### Extracted data

*** Begin section ***

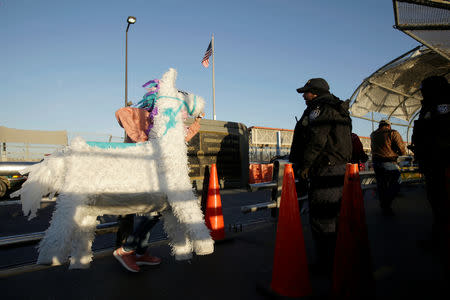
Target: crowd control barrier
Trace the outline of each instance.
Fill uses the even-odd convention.
[[[271,201],[263,202],[253,205],[245,205],[241,207],[241,212],[251,213],[259,210],[270,209],[272,217],[277,217],[277,210],[280,208],[281,201],[281,190],[283,185],[283,173],[284,166],[288,163],[286,160],[275,160],[273,163],[273,177],[269,182],[253,183],[248,184],[248,190],[250,192],[256,192],[258,190],[271,190]],[[417,174],[419,172],[418,168],[402,169],[402,183],[403,184],[413,184],[423,182],[422,176],[411,176],[410,174]],[[359,173],[361,180],[362,190],[376,189],[376,179],[374,171],[362,171]],[[408,178],[407,180],[403,178]],[[308,208],[304,205],[305,201],[308,200],[308,195],[299,197],[299,207],[300,213],[304,214],[307,212]]]

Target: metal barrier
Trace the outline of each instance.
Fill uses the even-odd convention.
[[[117,231],[118,222],[109,222],[97,225],[95,234],[106,234]],[[22,246],[34,245],[44,237],[45,231],[0,237],[0,249],[12,249]]]
[[[256,205],[246,205],[241,207],[242,213],[255,212],[262,209],[271,209],[271,216],[276,218],[278,214],[277,208],[280,207],[281,190],[283,187],[284,166],[289,163],[286,160],[275,160],[273,162],[272,181],[267,183],[253,183],[249,184],[249,190],[255,192],[257,190],[271,189],[270,202],[259,203]]]
[[[267,183],[255,183],[249,185],[249,190],[251,192],[255,192],[258,190],[271,189],[272,195],[270,202],[258,203],[255,205],[246,205],[241,207],[242,213],[251,213],[264,209],[271,209],[272,217],[276,218],[278,213],[278,208],[280,207],[281,201],[281,191],[283,185],[283,174],[284,174],[284,166],[288,163],[287,161],[277,160],[274,162],[274,171],[273,171],[273,180]],[[402,173],[417,173],[417,169],[404,170]],[[361,185],[363,190],[376,188],[376,184],[374,183],[375,173],[373,171],[364,171],[360,172]],[[405,184],[409,183],[418,183],[422,182],[423,179],[413,179],[403,181]],[[363,183],[366,182],[366,183]],[[47,199],[47,200],[45,200]],[[298,200],[300,201],[300,207],[303,206],[303,203],[308,199],[308,196],[300,197]],[[54,202],[55,200],[48,200],[48,198],[44,198],[43,202]],[[1,203],[1,202],[0,202]],[[11,204],[20,204],[20,200],[14,201],[5,201],[5,205]],[[306,212],[306,208],[301,208],[301,213]],[[153,213],[155,216],[158,213]],[[96,234],[106,234],[116,232],[118,229],[118,222],[109,222],[97,225]],[[0,249],[11,249],[17,248],[21,246],[33,245],[39,243],[39,241],[44,237],[44,231],[42,232],[33,232],[28,234],[14,235],[14,236],[6,236],[0,237]]]
[[[55,203],[57,197],[53,197],[51,200],[48,197],[42,197],[41,200],[41,208],[44,203]],[[8,205],[22,205],[20,200],[4,200],[0,201],[0,206],[8,206]]]
[[[9,201],[9,202],[18,202],[20,204],[20,200],[18,201]],[[54,202],[54,200],[50,200],[47,202]],[[13,203],[16,204],[16,203]],[[158,212],[152,212],[149,214],[150,217],[160,216]],[[97,225],[97,229],[95,231],[96,235],[106,234],[106,233],[114,233],[118,230],[119,223],[118,222],[108,222]],[[44,237],[45,231],[41,232],[32,232],[20,235],[12,235],[0,237],[0,249],[11,249],[22,246],[34,245],[40,242]]]
[[[298,198],[298,201],[306,201],[308,200],[308,196],[303,196]],[[271,201],[271,202],[264,202],[264,203],[258,203],[255,205],[247,205],[247,206],[242,206],[241,207],[241,212],[244,214],[247,213],[251,213],[251,212],[255,212],[255,211],[259,211],[259,210],[264,210],[264,209],[277,209],[277,202],[275,201]],[[306,210],[305,209],[301,209],[300,213],[304,213]]]
[[[280,207],[280,201],[281,201],[281,190],[283,186],[283,174],[284,174],[284,166],[289,163],[287,161],[283,160],[276,160],[274,161],[274,169],[273,169],[273,180],[270,182],[262,182],[262,183],[253,183],[249,184],[248,190],[251,192],[256,192],[258,190],[272,190],[272,201],[270,202],[263,202],[258,203],[254,205],[246,205],[241,207],[241,212],[244,214],[256,212],[259,210],[264,209],[271,209],[271,215],[272,217],[277,216],[277,210]],[[401,170],[401,174],[408,174],[408,173],[418,173],[418,168],[410,168],[408,170]],[[359,173],[359,177],[361,180],[361,189],[362,190],[368,190],[368,189],[374,189],[377,187],[376,180],[375,180],[375,172],[374,171],[362,171]],[[411,180],[403,180],[402,183],[411,184],[411,183],[418,183],[422,182],[423,179],[411,179]],[[306,208],[303,207],[303,203],[308,200],[308,195],[304,197],[298,198],[300,202],[300,213],[305,213]]]

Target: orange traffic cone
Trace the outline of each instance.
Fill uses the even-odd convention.
[[[220,200],[216,164],[211,165],[205,219],[206,226],[211,230],[212,239],[215,241],[223,240],[225,238],[225,225],[223,222],[222,201]]]
[[[274,293],[287,297],[303,297],[312,293],[291,164],[286,164],[284,169],[270,288]]]
[[[347,164],[334,256],[332,294],[364,299],[375,295],[369,238],[357,164]]]

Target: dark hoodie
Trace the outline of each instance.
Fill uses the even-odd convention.
[[[423,96],[419,119],[414,121],[411,137],[419,166],[450,164],[450,85],[444,76],[422,81]]]
[[[289,160],[298,169],[345,164],[352,156],[349,101],[326,93],[309,101],[297,122]]]

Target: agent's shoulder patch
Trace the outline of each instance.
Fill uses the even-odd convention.
[[[450,104],[439,104],[436,110],[440,115],[448,114],[450,112]]]
[[[310,113],[309,113],[309,120],[313,121],[315,120],[318,116],[320,116],[320,107],[317,106],[316,108],[314,108]]]

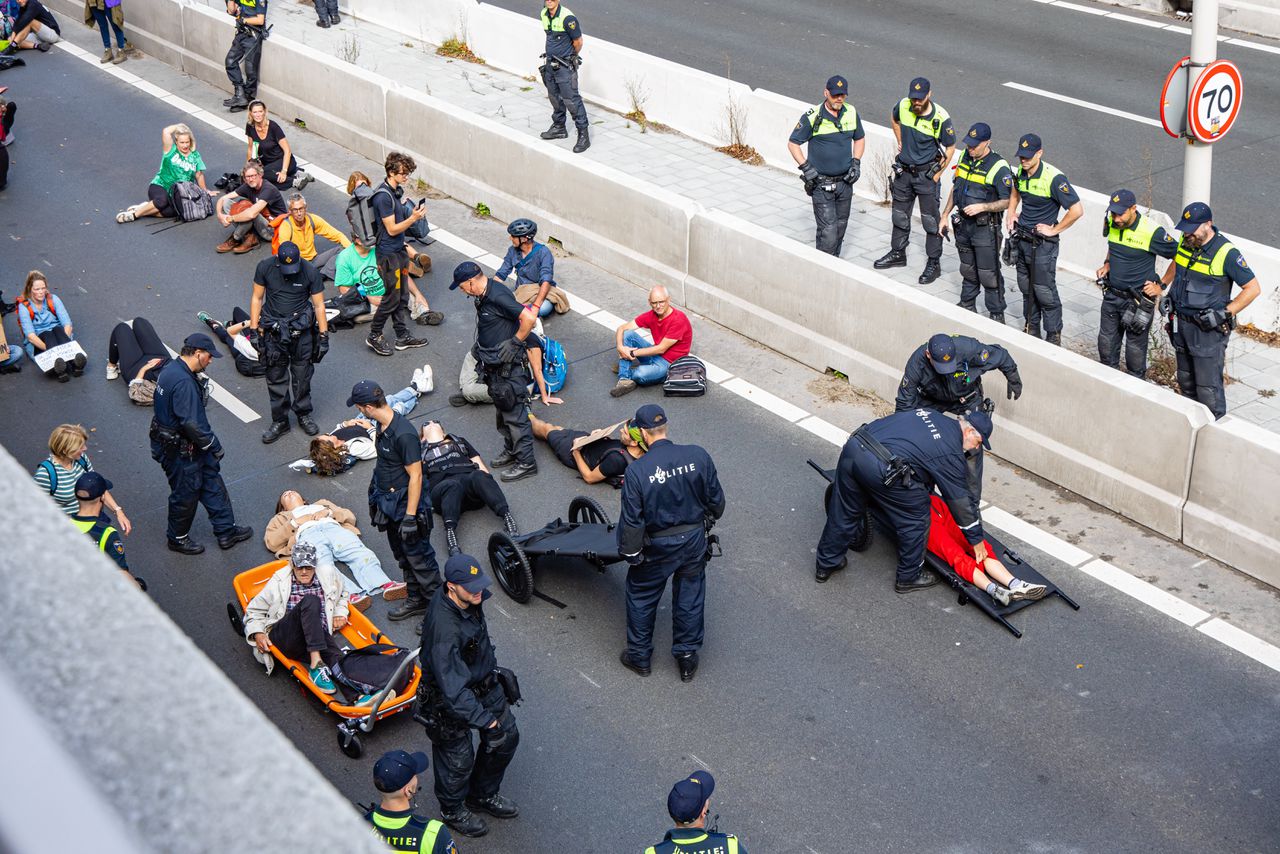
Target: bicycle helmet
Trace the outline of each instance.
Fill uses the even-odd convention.
[[[533,237],[538,233],[538,224],[531,219],[518,219],[507,226],[507,234],[512,237]]]

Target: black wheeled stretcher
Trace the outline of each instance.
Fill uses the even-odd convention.
[[[809,465],[813,467],[814,471],[816,471],[818,474],[826,478],[827,489],[826,489],[826,492],[823,493],[823,497],[822,497],[822,509],[823,509],[823,512],[825,513],[827,507],[830,506],[831,504],[831,493],[832,493],[832,490],[835,488],[836,473],[834,469],[824,469],[822,466],[818,465],[813,460],[809,460],[808,462],[809,462]],[[881,510],[880,507],[876,505],[876,503],[873,501],[869,501],[867,504],[871,510],[872,525],[874,525],[875,528],[877,528],[881,533],[883,533],[890,540],[893,540],[896,542],[897,537],[894,533],[893,526],[890,525],[888,520],[885,518],[884,511]],[[858,548],[859,551],[861,551],[862,549],[865,549],[867,546],[871,544],[872,525],[868,525],[866,527],[867,533],[864,541],[861,543],[854,544],[859,547]],[[947,582],[953,588],[955,588],[955,590],[958,593],[957,601],[961,605],[967,605],[970,602],[972,602],[974,605],[977,605],[978,608],[983,613],[985,613],[988,617],[990,617],[991,619],[995,620],[997,623],[999,623],[1000,625],[1008,629],[1015,638],[1022,637],[1022,631],[1018,629],[1015,625],[1013,625],[1013,623],[1010,623],[1007,617],[1010,614],[1013,614],[1015,611],[1021,611],[1023,608],[1027,608],[1036,604],[1037,601],[1043,602],[1046,599],[1050,598],[1051,596],[1057,596],[1063,602],[1066,602],[1068,605],[1070,605],[1073,609],[1077,611],[1080,610],[1080,606],[1076,604],[1074,599],[1072,599],[1067,594],[1063,593],[1058,588],[1058,585],[1054,584],[1052,581],[1050,581],[1049,579],[1041,575],[1040,572],[1037,571],[1035,567],[1027,563],[1026,558],[1022,557],[1013,549],[1009,548],[1004,543],[1002,543],[989,530],[984,529],[983,535],[986,541],[990,543],[995,549],[994,553],[991,555],[992,557],[996,558],[1001,563],[1003,563],[1006,567],[1009,568],[1010,572],[1012,572],[1018,578],[1021,578],[1023,581],[1030,581],[1036,584],[1043,584],[1048,589],[1048,592],[1044,595],[1043,599],[1039,599],[1039,600],[1021,599],[1016,602],[1010,602],[1008,605],[1001,605],[995,599],[992,599],[991,594],[987,593],[987,591],[981,590],[975,585],[970,584],[968,581],[965,581],[963,578],[961,578],[956,573],[956,571],[951,567],[951,564],[947,563],[940,556],[934,554],[928,549],[925,549],[925,553],[924,553],[925,564],[929,567],[929,569],[932,569],[934,572],[938,573],[939,576],[946,579]]]
[[[523,603],[537,596],[564,607],[534,589],[533,573],[539,565],[577,564],[603,573],[610,564],[622,561],[615,526],[600,502],[579,495],[569,502],[568,516],[568,522],[556,519],[527,534],[497,531],[489,537],[489,566],[512,599]]]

*** End section ***

### What to produce
What lines above hold the word "Target"? List them all.

### Answer section
Target: crowd control barrier
Target: metal barrier
Target: orange traffic cone
Target: dark hoodie
Target: agent's shoulder patch
Target: bicycle helmet
Target: black wheeled stretcher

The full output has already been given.